## Work to do
Reproduce the listing below, substituting "example output" for every occurrence of "sample output" and keeping everything else unchanged.

------ Input for this task ------

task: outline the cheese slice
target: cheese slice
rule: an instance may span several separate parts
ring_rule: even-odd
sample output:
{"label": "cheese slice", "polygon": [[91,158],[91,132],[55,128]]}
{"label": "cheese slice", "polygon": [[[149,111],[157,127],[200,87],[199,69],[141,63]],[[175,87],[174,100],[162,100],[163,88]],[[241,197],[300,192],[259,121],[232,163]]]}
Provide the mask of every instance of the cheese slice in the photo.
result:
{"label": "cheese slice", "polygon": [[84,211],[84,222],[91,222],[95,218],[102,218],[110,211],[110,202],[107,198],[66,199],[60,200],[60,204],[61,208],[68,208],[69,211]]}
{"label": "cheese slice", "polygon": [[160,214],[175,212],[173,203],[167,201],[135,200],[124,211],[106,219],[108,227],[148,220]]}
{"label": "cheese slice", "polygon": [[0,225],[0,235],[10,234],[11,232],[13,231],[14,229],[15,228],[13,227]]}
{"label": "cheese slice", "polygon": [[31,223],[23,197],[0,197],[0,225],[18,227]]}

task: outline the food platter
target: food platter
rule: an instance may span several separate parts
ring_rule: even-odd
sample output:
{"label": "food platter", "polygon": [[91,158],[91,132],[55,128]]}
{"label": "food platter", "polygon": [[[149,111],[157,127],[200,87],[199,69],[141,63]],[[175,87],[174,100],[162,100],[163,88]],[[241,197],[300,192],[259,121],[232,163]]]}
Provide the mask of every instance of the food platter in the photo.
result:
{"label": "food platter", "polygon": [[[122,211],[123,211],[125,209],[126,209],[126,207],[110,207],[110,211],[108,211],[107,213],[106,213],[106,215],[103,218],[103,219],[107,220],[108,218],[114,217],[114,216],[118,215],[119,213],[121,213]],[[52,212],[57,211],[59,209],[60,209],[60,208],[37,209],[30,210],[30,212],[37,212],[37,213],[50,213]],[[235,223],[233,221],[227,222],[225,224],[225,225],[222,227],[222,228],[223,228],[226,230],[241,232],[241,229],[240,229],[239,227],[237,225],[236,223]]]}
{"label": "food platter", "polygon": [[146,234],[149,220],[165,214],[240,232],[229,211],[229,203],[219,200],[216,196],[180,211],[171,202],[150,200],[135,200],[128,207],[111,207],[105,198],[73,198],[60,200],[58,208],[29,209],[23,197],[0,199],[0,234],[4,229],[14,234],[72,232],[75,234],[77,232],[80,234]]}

------

## Result for this task
task: outline the cheese slice
target: cheese slice
rule: an instance may span several separate parts
ring_rule: even-odd
example output:
{"label": "cheese slice", "polygon": [[91,158],[91,132],[55,128]]}
{"label": "cheese slice", "polygon": [[[149,111],[157,127],[200,87],[199,69],[141,63]],[[175,87],[174,100],[162,100],[163,88]],[[241,197],[300,192],[259,121],[232,163]]]}
Provide the mask of every instance of the cheese slice in the photo.
result:
{"label": "cheese slice", "polygon": [[84,211],[84,222],[91,222],[95,218],[102,218],[110,211],[110,202],[107,198],[66,199],[60,200],[60,204],[61,208],[68,208],[69,211]]}
{"label": "cheese slice", "polygon": [[160,214],[175,212],[173,203],[167,201],[135,200],[124,211],[106,219],[108,227],[148,220]]}
{"label": "cheese slice", "polygon": [[0,225],[0,235],[10,234],[11,232],[13,231],[14,229],[15,228],[13,227]]}
{"label": "cheese slice", "polygon": [[31,223],[23,197],[0,197],[0,225],[18,227]]}

task: outline the food platter
target: food platter
rule: an instance may span several separate parts
ring_rule: even-odd
example output:
{"label": "food platter", "polygon": [[91,158],[91,132],[55,128]]}
{"label": "food platter", "polygon": [[[149,111],[157,127],[200,87],[199,69],[141,63]],[[175,87],[174,100],[162,100],[163,88]],[[241,197],[300,192],[259,121],[232,163]]]}
Provide the mask of every instance of the food platter in the photo.
result:
{"label": "food platter", "polygon": [[[122,211],[123,211],[125,209],[126,209],[126,207],[110,207],[110,211],[108,211],[107,213],[106,213],[106,215],[103,218],[103,219],[107,220],[108,218],[114,217],[114,216],[118,215],[119,213],[121,213]],[[52,212],[57,211],[59,209],[60,209],[60,208],[37,209],[30,210],[30,212],[37,212],[37,213],[50,213]],[[235,223],[233,221],[227,222],[225,224],[225,225],[222,227],[222,228],[223,228],[226,230],[241,232],[241,229],[240,229],[239,227],[237,225],[236,223]]]}
{"label": "food platter", "polygon": [[146,234],[149,220],[165,214],[240,232],[229,211],[229,203],[219,200],[216,196],[180,211],[171,202],[150,200],[135,200],[128,207],[111,207],[105,198],[73,198],[60,200],[58,208],[29,209],[23,197],[0,199],[0,234],[4,229],[14,234],[72,232],[75,234],[77,232],[80,234]]}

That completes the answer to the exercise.